Given data:
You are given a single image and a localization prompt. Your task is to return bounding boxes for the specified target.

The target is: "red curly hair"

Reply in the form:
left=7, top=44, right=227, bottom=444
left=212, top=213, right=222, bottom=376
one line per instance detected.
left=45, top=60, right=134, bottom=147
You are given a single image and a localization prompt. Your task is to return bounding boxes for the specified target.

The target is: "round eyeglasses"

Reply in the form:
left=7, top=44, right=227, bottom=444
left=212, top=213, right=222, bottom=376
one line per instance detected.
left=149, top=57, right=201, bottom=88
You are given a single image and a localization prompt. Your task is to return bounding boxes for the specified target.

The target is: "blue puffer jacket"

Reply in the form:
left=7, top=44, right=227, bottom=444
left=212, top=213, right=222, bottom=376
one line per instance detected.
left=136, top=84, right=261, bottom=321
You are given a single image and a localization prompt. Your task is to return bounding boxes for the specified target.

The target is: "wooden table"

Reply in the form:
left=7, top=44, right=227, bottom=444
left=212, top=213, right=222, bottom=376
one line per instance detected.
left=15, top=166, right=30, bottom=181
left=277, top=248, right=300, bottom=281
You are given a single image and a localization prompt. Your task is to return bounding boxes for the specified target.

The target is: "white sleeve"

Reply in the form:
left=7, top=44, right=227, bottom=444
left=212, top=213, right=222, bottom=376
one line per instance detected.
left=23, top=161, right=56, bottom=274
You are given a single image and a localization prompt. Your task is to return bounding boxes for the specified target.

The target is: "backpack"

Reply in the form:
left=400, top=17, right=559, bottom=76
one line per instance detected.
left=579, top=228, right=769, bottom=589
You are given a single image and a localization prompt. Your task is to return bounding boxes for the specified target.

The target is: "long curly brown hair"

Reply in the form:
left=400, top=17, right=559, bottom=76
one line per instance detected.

Exercise brief: Edit the data from its first line through the line containing "left=45, top=60, right=134, bottom=147" by putting "straight blond hair" in place of "red curly hair", and give back those lines with everything else unchanged.

Solution:
You are given a single image and a localization prompt. Your task is to return bounding boxes for the specified target.

The target is: "straight blond hair"

Reply in the form:
left=7, top=44, right=227, bottom=444
left=212, top=213, right=222, bottom=376
one line per instance detected.
left=45, top=60, right=134, bottom=147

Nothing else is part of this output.